Challenges>
**A.** Answer these questions using the invariant theory book description, marking each answer (i), (ii), (iii) on its own line:
(i) In which publication series and volume did the book appear?
(ii) Which chapter presents Noetherian finiteness?
(iii) What tool is introduced in Chapter 8?
**B.** Decide whether each statement below agrees with the invariant theory book description, answering yes or no and quoting the words from the description that settle it:
(i) Larry Smith is listed with the University of Notre Dame.
(ii) Chapter 3 deals with combinatorial finiteness.
(iii) The book's primary MSC classification is 55S10.
**C.** Continue the invariant theory book description, picking up after its final sentence.

Document>
Invariant Theory of Finite Groups
About this Title
Mara D. Neusel, University of Notre Dame, Notre Dame, IN and Larry Smith, University of Göttingen, Göttingen, Germany
Publication: Mathematical Surveys and Monographs
Publication Year 2002: Volume 94
ISBNs: 978-0-8218-4981-1 (print); 978-1-4704-1321-7 (online)
MathSciNet review: MR1869812
MSC: Primary 13A50; Secondary 55S10
The questions that have been at the center of invariant theory since the 19th century have revolved around the following themes: finiteness, computation, and special classes of invariants. This book begins with a survey of many concrete examples chosen from these themes in the algebraic, homological, and combinatorial context. In further chapters, the authors pick one or the other of these questions as a departure point and present the known answers, open problems, and methods and tools needed to obtain these answers. Chapter 2 deals with algebraic finiteness. Chapter 3 deals with combinatorial finiteness. Chapter 4 presents Noetherian finiteness. Chapter 5 addresses homological finiteness. Chapter 6 presents special classes of invariants, which deal with modular invariant theory and its particular problems and features. Chapter 7 collects results for special classes of invariants and coinvariants such as (pseudo) reflection groups and representations of low degree. If the ground field is finite, additional problems appear and are compensated for in part by the emergence of new tools. One of these is the Steenrod algebra, which the authors introduce in Chapter 8 to solve the inverse invariant theory problem, around which the authors have organized the last three chapters.

Information supplied>
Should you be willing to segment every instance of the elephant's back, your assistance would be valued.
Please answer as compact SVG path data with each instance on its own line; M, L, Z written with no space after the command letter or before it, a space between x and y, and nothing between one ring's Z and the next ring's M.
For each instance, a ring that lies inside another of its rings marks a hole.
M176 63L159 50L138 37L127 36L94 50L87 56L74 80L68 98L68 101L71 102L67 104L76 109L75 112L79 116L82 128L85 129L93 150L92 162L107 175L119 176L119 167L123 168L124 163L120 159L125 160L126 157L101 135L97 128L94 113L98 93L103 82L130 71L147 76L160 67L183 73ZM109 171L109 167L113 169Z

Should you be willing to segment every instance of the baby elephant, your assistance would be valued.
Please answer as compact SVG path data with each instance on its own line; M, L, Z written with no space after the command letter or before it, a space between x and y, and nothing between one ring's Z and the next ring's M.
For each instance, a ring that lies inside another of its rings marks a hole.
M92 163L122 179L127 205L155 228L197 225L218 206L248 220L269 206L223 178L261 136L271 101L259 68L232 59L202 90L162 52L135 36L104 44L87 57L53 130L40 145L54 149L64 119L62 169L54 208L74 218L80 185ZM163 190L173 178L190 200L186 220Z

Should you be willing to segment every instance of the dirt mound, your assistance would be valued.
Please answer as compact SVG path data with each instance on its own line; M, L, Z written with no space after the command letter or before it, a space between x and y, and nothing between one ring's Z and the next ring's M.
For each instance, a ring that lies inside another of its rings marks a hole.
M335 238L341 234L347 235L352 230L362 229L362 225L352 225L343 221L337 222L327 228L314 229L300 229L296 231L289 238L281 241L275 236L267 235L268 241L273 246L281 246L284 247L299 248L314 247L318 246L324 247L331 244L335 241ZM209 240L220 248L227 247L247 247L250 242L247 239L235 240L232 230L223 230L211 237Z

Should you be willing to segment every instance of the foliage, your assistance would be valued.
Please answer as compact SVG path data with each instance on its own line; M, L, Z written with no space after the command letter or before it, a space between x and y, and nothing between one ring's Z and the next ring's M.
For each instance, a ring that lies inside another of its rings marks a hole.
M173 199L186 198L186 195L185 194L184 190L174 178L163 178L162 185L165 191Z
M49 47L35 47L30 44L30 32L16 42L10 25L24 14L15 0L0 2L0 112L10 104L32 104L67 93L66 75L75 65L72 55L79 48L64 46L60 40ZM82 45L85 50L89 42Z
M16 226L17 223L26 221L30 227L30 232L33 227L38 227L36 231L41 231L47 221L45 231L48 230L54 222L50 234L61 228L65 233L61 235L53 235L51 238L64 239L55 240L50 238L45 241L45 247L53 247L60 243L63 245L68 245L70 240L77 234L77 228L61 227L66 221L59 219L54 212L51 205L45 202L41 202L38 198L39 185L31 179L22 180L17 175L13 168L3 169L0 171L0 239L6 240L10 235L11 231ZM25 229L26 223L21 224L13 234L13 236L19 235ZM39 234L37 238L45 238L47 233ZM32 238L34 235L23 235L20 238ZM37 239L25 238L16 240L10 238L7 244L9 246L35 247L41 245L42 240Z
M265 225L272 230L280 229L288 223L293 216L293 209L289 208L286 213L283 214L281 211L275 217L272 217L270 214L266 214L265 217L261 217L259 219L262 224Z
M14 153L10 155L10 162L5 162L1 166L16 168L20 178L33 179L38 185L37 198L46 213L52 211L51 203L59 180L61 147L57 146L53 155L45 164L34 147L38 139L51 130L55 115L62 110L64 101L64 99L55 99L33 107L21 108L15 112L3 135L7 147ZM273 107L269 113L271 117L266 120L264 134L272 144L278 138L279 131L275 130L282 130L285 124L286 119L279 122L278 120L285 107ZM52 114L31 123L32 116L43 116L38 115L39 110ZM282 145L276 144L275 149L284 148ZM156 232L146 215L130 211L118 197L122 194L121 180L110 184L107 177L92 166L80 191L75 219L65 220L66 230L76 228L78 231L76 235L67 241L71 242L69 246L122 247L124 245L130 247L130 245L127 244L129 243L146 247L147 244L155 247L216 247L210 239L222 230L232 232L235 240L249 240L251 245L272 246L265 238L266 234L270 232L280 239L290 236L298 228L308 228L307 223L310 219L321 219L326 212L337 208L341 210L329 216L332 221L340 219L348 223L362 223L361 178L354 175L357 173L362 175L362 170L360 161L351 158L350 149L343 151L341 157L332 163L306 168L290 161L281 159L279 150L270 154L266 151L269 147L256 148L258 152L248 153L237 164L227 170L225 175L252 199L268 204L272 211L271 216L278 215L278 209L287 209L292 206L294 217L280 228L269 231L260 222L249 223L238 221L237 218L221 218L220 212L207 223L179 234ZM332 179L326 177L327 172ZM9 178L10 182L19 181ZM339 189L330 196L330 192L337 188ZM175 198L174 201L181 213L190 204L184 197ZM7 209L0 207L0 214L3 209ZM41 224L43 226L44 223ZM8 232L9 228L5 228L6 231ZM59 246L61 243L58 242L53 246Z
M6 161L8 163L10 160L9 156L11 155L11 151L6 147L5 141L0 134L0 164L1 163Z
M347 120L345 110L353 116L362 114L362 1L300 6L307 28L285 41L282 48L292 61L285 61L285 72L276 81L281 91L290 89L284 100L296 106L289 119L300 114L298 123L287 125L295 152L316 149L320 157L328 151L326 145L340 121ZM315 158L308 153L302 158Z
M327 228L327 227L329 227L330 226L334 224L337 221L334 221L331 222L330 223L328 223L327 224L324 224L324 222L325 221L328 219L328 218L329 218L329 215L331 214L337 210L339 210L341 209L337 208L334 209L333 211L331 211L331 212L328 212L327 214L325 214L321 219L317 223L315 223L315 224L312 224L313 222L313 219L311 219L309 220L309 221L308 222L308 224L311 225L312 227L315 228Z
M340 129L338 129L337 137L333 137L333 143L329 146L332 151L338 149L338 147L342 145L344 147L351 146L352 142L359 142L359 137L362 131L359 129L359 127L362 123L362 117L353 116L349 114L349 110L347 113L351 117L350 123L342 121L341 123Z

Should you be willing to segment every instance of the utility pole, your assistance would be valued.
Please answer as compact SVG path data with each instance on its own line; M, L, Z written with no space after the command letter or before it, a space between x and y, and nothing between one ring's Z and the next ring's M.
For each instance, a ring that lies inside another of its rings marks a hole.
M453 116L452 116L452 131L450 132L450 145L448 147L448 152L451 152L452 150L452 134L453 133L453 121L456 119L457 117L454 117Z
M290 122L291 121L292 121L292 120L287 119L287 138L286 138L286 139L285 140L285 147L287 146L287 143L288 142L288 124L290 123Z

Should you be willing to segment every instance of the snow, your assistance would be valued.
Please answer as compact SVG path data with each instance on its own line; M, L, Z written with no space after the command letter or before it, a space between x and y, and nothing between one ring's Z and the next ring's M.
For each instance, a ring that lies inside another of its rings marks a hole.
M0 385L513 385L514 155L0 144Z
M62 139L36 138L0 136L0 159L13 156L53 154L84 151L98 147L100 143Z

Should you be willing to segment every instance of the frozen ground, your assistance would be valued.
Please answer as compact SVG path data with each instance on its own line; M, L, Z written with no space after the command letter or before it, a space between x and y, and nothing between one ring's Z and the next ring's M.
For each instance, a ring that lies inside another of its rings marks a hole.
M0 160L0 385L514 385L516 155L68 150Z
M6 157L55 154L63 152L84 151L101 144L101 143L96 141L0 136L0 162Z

Results by task>
**A.**
(i) Mathematical Surveys and Monographs, Volume 94
(ii) Chapter 4
(iii) The Steenrod algebra

**B.**
(i) No: "Larry Smith, University of Göttingen, Göttingen, Germany"
(ii) Yes: "Chapter 3 deals with combinatorial finiteness."
(iii) No: "MSC: Primary 13A50; Secondary 55S10"

**C.**
The book contains numerous examples to illustrate the theory, often of more than passing interest, and an appendix on commutative graded algebra, which provides some of the required basic background. There is an extensive reference list to provide the reader with orientation to the vast literature.
Graduate students and research mathematicians interested in commutative rings, algebras, and algebraic topology.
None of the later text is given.